▶ **WORK ORDER 1**: From the passage on healthcare outcomes data, extract the part that opens with the words containing "To help keep" and closes with "data for dollars!".
▶ **WORK ORDER 2**: In the passage on healthcare outcomes data, what is typically required to resolve incomplete matches made by commercial tools that link patient information?

▶ **SOURCE DOCUMENT**:
Ability to link patient information. Your organization probably has a master patient index (MPI) capability to identify the correct patient for any given transaction (e.g., admission, order, or result). This capability ensures that all transactions are correctly associated with the right patient for both clinical and financial reasons-for instance, to make certain the correct lab test shows up for the right patient and that you are billing correctly. The process of linking patient information within your organization, although not necessarily flawless, is aided by a common medical record number.

In the case of bundled payments or ACOs, however, you may need to link together different pieces of information about a patient's care in situations where some of that care occurred outside of your direct facilities. As your organization forms alliances for bundled payments or forms an ACO, in its arrangements with independent physicians, home health providers, and/or other nonacute facilities, it may assume responsibility for tracking patient outcomes across episodes of care. In such an instance, you will need to be able to link patient information for care delivered at these different sites. The data themselves may not need to be in the same repository, but you must be able to track, for each patient, what care was received to be able to measure outcomes across the continuum of care.

There are a number of commercially available tools to link patient information. None of them are foolproof-some manual intervention is typically required to resolve incomplete matches-but such tools are an essential element of measuring outcomes for an episode of care.

Measurement and feedback. Once you have access to these data and a process in place to link patient information from multiple sites of care, you will have the foundation on which you can apply outcomes measurement techniques. Some of the things you will measure will be fairly straightforward, such as repeat tests and duplicate medications, but others will require more sophisticated analytics. For example, if you are trying to measure how long it takes hip replacement patients to return to their regular activities of daily living, you will need to risk-adjust the hip replacement population to facilitate  comparing apples to apples. 

Your particular reimbursement methodology. Each type of reimbursement methodology-value-based purchasing, bundled payments, and ACOs-will likely dictate some specific metrics that indicate good performance, much like the quality indicators currently reported to CMS via Hospital Compare (www.hospitalcompare.hhs.gov). The specific metrics will dictate the data that are needed, and you may need to supplement the data you already have with manually abstracted data, as some data required for measurement may only be available in text notes and therefore require human interpretation (or the adoption of natural language processing technology).

To help keep organizational focus on achieving and sustaining quality outcomes and reimbursement targets, it is advisable to publish your organization's results across the organization while maintaining appropriate privacy safeguards. It can also be quite useful to allow physicians and clinical teams to have access to analytic tools that allow them to evaluate their own performance against peers and discover how they might innovate and improve.

Trading Dollars for Data

If your organization is like most, it has already invested heavily in healthcare IT and is likely to continue that investment. As we move toward reimbursement mechanisms based on outcomes, you can leverage that HIT investment to provide the data, measurement, and feedback mechanisms needed to support performance improvement. You can "trade" your data for dollars!

(Records taken from a dataset)
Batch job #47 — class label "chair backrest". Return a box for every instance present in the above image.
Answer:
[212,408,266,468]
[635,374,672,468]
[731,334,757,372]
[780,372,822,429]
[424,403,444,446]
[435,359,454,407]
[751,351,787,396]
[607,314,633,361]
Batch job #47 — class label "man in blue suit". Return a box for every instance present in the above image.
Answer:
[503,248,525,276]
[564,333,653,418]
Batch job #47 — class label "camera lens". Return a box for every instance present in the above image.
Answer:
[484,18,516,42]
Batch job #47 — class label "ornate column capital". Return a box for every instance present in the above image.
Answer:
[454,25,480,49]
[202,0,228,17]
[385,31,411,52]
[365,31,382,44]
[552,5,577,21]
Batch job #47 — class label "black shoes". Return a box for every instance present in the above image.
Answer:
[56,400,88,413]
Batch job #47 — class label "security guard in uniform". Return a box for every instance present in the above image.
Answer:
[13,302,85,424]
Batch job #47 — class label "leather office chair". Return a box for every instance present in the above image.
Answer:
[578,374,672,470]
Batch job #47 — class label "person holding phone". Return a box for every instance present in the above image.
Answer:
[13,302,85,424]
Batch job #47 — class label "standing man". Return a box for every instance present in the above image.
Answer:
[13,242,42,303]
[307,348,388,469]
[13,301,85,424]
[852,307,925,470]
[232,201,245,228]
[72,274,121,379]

▶ **EXERCISE ANSWER 1**:
To help keep organizational focus on achieving and sustaining quality outcomes and reimbursement targets, it is advisable to publish your organization's results across the organization while maintaining appropriate privacy safeguards. It can also be quite useful to allow physicians and clinical teams to have access to analytic tools that allow them to evaluate their own performance against peers and discover how they might innovate and improve.

Trading Dollars for Data

If your organization is like most, it has already invested heavily in healthcare IT and is likely to continue that investment. As we move toward reimbursement mechanisms based on outcomes, you can leverage that HIT investment to provide the data, measurement, and feedback mechanisms needed to support performance improvement. You can "trade" your data for dollars!

▶ **EXERCISE ANSWER 2**: Some manual intervention is typically required.